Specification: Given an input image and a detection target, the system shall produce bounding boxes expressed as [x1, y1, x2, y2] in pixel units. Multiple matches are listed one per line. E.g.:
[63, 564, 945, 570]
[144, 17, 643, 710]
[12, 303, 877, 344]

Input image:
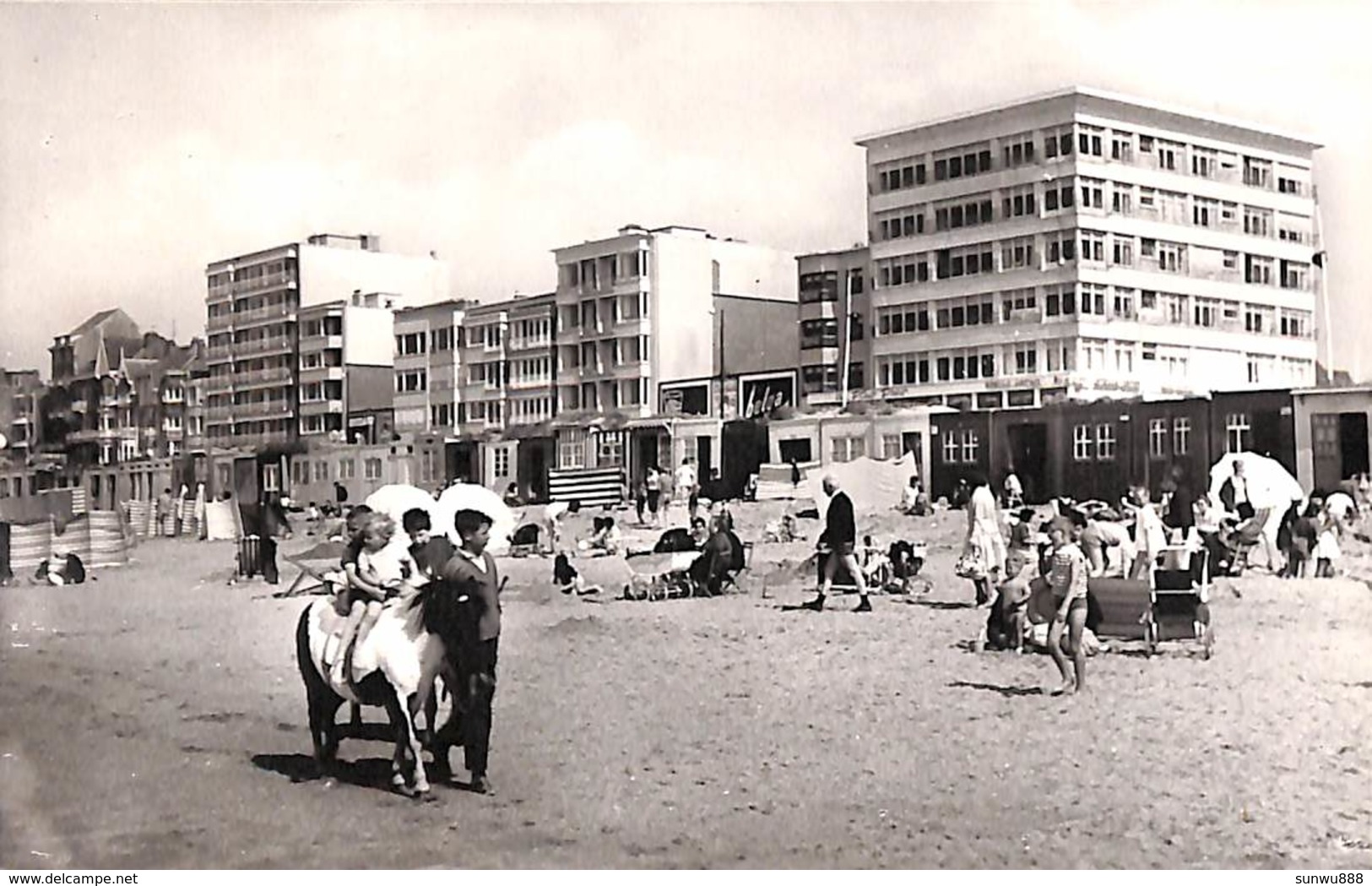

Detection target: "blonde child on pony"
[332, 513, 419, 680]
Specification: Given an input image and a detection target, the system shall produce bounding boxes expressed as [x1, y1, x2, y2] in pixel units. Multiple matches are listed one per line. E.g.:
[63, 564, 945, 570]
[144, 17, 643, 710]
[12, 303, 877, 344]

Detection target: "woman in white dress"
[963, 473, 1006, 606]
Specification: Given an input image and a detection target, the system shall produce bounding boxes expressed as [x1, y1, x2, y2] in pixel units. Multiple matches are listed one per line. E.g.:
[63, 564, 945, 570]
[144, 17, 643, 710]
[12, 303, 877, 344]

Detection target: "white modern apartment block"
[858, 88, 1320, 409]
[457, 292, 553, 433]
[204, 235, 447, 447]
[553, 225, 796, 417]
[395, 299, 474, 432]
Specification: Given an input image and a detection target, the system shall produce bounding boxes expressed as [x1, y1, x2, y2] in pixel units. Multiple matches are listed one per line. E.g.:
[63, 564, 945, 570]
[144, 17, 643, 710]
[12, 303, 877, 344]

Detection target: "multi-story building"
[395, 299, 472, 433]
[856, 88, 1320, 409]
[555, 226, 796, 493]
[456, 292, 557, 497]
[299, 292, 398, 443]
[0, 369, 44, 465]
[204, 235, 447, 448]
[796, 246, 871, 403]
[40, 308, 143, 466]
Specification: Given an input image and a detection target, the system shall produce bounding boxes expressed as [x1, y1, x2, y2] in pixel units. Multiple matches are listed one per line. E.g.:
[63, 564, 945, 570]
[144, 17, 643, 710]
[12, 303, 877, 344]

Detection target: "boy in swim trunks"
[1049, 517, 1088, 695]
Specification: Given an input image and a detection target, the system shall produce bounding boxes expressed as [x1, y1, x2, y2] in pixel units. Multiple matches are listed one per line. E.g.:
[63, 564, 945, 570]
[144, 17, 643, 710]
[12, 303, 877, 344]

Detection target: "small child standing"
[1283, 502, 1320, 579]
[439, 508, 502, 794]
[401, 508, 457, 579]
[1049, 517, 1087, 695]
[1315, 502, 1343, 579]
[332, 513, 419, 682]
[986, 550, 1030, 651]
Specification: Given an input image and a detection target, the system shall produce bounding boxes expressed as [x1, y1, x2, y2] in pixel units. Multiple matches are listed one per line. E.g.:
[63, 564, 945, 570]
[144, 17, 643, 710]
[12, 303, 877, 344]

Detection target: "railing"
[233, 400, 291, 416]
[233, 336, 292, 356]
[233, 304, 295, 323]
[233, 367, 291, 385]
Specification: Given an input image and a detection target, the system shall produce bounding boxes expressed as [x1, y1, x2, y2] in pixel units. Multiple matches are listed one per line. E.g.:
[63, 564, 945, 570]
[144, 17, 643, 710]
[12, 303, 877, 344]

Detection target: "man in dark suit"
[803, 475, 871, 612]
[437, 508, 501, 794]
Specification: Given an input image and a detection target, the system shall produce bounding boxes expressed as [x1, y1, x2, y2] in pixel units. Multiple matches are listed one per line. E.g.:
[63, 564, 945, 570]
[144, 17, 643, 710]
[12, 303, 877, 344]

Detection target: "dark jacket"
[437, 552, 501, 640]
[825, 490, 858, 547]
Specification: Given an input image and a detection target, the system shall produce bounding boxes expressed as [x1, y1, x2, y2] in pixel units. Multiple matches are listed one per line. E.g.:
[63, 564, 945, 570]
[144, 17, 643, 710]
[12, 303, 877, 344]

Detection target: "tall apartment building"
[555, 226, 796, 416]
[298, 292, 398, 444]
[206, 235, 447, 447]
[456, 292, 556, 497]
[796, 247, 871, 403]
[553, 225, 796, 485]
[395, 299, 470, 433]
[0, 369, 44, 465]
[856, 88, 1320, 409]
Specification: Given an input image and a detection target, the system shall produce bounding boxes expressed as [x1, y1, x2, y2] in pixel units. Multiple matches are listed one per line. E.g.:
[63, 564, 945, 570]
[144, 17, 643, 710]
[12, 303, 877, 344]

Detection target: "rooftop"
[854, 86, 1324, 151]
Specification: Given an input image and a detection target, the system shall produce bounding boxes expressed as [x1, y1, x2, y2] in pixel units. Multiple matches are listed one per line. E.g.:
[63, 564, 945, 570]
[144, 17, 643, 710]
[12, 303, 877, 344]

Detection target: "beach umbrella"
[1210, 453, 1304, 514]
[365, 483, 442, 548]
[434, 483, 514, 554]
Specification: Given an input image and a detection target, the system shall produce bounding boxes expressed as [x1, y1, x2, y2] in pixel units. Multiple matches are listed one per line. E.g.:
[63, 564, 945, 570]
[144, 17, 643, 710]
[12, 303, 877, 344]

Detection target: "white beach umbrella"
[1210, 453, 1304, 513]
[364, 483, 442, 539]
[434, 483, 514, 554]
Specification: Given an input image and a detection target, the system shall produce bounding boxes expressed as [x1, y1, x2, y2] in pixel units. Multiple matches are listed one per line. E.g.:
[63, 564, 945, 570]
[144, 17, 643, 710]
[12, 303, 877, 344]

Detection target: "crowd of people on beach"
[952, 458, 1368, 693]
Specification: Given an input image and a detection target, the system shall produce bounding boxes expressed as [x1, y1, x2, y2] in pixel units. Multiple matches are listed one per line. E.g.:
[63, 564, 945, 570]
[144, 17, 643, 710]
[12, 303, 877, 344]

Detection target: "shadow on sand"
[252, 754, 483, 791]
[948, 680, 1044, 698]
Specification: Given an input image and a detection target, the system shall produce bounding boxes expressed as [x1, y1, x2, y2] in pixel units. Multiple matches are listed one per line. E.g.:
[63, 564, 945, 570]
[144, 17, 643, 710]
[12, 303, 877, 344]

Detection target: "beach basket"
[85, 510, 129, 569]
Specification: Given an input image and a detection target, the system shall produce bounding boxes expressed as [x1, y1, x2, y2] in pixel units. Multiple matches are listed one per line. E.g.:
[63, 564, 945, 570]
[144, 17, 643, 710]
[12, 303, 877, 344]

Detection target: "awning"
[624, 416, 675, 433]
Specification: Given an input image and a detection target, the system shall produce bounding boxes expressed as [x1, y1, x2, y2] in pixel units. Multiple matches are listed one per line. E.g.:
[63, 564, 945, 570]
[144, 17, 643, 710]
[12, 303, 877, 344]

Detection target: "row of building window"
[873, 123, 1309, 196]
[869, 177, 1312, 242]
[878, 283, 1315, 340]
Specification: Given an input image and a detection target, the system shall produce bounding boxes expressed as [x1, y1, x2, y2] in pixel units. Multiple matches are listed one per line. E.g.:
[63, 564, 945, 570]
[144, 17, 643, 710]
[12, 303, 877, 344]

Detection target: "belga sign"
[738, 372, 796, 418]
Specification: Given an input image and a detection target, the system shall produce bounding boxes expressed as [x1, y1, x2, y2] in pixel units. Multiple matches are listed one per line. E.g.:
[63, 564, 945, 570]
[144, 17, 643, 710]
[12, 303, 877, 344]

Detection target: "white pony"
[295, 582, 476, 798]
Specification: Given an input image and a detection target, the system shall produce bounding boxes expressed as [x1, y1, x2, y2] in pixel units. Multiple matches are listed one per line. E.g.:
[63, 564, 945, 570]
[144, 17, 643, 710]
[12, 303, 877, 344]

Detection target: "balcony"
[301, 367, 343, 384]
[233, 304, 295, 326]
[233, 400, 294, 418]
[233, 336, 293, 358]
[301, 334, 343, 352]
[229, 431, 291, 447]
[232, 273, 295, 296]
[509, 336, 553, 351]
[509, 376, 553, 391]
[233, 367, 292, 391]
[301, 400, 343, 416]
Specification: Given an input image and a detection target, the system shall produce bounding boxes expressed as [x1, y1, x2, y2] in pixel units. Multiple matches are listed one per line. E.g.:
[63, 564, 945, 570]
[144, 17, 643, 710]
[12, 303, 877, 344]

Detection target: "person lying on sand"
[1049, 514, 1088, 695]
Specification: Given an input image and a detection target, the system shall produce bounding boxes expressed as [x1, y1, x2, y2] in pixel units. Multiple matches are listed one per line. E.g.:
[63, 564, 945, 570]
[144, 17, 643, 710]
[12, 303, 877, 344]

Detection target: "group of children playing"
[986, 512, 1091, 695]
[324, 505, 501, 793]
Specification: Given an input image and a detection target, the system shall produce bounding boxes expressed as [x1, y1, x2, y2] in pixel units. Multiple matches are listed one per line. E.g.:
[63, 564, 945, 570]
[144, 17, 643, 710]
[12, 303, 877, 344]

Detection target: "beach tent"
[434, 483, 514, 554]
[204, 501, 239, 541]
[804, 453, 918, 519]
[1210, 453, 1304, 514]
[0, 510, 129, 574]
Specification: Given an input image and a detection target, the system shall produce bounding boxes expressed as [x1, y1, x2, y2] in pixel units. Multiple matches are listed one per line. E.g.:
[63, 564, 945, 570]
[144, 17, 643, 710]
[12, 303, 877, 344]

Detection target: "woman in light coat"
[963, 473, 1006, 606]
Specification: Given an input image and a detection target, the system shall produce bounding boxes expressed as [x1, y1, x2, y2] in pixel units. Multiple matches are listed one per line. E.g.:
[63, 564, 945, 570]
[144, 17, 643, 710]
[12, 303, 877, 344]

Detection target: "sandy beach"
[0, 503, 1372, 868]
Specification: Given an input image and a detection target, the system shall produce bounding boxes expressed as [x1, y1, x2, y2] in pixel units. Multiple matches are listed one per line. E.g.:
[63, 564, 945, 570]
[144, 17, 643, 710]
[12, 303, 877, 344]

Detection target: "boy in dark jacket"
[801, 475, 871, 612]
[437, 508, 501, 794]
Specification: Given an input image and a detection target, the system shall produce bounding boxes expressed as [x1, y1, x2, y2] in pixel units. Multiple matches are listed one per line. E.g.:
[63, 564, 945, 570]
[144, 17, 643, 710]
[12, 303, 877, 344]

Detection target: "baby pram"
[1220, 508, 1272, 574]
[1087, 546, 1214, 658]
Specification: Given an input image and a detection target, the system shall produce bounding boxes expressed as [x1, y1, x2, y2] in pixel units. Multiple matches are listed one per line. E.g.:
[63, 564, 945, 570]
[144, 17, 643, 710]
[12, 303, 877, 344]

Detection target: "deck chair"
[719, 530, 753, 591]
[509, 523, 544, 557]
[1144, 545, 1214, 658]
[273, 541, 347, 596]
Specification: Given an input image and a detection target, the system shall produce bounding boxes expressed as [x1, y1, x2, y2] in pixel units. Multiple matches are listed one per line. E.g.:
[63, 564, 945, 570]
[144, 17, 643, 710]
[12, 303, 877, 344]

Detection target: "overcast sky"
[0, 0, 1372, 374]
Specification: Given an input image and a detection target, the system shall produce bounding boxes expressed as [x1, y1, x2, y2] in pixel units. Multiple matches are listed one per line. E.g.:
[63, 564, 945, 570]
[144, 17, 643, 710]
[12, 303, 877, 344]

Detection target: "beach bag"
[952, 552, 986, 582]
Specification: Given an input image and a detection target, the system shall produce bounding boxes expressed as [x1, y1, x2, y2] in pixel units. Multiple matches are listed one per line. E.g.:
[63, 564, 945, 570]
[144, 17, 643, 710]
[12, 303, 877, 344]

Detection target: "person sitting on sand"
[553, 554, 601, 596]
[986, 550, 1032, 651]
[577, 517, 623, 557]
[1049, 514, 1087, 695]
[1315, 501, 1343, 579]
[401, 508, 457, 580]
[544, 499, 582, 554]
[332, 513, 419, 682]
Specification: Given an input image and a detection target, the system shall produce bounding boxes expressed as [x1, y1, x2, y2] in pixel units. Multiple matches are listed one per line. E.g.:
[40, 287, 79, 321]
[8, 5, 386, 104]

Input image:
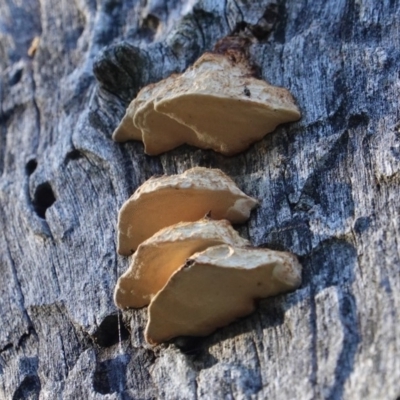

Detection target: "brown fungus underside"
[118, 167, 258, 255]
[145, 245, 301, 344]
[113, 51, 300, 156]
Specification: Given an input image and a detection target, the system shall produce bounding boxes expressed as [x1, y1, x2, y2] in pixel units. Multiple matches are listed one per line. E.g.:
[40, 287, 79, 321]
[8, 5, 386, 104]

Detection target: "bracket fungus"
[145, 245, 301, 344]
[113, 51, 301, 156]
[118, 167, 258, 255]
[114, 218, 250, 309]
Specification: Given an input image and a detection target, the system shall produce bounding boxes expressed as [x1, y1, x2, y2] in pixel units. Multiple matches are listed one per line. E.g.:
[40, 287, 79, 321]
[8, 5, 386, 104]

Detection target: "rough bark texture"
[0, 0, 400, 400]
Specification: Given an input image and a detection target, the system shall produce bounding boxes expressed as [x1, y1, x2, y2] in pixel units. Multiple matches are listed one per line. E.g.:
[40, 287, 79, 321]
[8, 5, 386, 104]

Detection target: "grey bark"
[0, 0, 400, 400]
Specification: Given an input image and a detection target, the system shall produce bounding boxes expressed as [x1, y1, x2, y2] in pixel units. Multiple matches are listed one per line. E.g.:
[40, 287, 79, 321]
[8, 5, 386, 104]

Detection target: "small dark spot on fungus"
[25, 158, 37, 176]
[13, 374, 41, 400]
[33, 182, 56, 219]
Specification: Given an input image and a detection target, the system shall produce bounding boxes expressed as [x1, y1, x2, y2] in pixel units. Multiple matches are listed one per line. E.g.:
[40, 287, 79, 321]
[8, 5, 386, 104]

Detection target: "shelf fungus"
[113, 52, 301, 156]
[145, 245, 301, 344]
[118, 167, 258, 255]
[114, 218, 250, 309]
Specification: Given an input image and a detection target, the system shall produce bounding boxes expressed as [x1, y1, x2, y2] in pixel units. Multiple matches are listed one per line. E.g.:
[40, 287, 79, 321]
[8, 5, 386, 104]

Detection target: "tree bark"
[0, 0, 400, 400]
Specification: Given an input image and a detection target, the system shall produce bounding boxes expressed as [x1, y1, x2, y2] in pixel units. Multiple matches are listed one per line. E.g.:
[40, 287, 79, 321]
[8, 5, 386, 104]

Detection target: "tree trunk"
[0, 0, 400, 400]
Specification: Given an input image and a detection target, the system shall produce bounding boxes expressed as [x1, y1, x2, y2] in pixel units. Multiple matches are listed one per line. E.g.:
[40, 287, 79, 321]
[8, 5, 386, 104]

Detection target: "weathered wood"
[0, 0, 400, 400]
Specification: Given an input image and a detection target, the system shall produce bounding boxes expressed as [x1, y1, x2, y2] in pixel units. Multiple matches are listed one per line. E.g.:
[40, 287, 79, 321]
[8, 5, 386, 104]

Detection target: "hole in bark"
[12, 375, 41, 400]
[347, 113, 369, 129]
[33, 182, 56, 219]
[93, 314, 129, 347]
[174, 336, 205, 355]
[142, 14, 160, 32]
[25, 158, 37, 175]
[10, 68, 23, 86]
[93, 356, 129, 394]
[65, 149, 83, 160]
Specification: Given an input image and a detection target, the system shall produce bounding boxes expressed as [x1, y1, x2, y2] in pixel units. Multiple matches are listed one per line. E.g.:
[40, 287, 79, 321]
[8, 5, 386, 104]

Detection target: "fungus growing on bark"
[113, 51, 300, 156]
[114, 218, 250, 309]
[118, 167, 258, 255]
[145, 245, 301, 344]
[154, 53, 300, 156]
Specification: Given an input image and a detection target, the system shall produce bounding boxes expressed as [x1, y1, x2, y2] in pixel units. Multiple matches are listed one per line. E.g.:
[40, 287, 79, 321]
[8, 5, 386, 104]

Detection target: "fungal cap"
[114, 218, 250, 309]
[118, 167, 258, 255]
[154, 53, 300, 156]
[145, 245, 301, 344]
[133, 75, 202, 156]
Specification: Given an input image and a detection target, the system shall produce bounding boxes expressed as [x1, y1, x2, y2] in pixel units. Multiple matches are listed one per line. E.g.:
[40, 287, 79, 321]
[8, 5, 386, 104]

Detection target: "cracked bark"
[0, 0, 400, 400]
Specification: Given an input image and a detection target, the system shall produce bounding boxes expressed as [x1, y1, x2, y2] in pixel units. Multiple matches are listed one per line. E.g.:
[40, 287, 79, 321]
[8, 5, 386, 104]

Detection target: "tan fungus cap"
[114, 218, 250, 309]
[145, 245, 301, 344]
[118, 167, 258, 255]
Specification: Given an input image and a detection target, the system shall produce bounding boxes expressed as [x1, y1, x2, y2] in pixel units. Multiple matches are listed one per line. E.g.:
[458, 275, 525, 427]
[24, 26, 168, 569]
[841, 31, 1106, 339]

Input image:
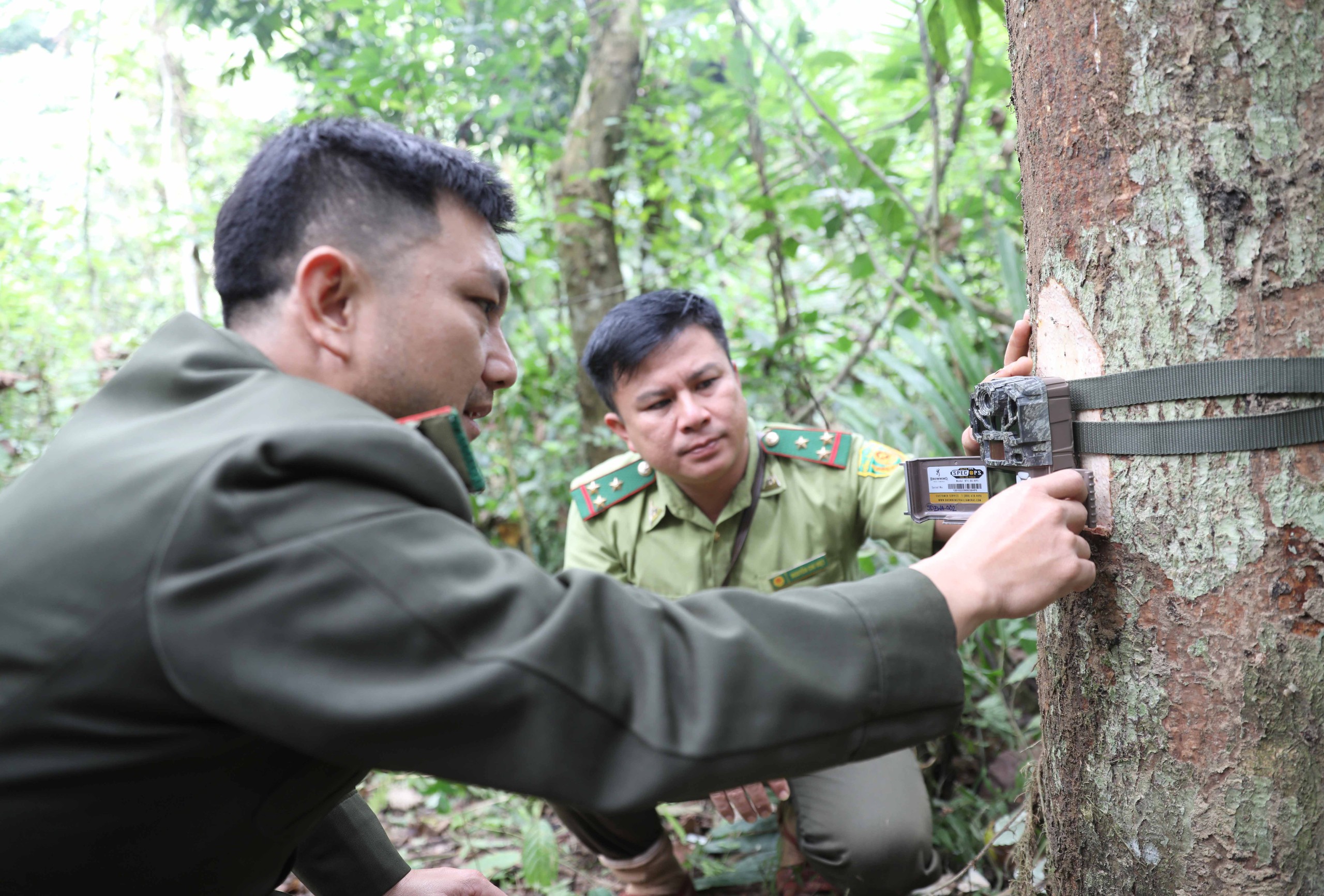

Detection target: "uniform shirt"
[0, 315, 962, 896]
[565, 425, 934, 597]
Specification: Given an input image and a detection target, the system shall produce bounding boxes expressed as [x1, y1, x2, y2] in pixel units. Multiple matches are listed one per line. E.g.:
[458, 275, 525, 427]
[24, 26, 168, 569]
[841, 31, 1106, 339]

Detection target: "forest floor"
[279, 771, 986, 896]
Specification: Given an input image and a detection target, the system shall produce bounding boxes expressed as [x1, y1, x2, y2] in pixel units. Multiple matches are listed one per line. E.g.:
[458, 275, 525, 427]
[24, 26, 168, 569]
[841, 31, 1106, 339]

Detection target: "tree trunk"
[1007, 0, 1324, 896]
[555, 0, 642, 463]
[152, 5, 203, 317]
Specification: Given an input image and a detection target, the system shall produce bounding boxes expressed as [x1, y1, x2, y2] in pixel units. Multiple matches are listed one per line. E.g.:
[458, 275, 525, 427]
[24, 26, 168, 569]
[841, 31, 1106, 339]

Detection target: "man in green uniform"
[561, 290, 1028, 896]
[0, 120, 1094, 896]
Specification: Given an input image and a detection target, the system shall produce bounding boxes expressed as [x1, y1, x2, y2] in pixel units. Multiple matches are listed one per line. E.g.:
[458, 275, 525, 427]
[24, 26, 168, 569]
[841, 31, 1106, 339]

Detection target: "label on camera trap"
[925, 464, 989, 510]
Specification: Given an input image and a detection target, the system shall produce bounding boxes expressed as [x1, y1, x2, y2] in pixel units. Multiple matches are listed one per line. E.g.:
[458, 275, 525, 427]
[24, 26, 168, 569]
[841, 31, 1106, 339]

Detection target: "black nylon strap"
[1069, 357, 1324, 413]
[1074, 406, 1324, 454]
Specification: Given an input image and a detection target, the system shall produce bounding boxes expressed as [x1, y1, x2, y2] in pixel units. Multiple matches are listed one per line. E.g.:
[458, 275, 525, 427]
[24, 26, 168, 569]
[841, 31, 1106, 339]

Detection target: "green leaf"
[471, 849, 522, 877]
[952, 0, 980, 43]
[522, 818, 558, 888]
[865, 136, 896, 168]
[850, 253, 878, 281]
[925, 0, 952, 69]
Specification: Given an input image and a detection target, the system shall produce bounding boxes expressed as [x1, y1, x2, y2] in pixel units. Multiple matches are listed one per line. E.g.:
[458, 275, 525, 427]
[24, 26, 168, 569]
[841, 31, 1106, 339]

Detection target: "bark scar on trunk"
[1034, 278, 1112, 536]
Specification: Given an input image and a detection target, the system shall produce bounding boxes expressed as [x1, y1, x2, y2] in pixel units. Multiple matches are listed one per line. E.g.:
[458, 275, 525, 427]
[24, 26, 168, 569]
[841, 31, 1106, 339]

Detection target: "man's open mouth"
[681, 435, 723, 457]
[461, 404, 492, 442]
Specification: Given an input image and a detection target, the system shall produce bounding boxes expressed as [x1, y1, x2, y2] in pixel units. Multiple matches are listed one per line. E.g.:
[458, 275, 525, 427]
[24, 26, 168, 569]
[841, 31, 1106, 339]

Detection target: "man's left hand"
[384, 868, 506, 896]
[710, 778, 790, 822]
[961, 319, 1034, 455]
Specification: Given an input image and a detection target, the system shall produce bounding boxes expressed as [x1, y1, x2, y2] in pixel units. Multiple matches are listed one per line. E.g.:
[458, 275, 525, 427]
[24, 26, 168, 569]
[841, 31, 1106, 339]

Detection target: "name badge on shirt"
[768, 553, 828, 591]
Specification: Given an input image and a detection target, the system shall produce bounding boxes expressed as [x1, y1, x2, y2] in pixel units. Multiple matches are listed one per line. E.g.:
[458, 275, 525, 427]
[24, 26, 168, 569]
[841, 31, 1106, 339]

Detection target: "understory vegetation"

**Stated exercise**
Rewrite the listing from its first line up to and including the line with "[332, 513, 419, 680]", swapping "pony" for "horse" and keeping everything else the same. Leave the pictures out of your answer.

**Response to this exercise**
Specification: Given an input image and a detection target, the system shall produce bounding boxes expressed as [x1, y1, x2, y2] in pixel units. Multiple matches are listed one per line. E.g.:
[63, 564, 945, 570]
[144, 17, 643, 710]
[12, 303, 877, 344]

Input image:

Detection target: "blonde child on horse"
[332, 513, 419, 680]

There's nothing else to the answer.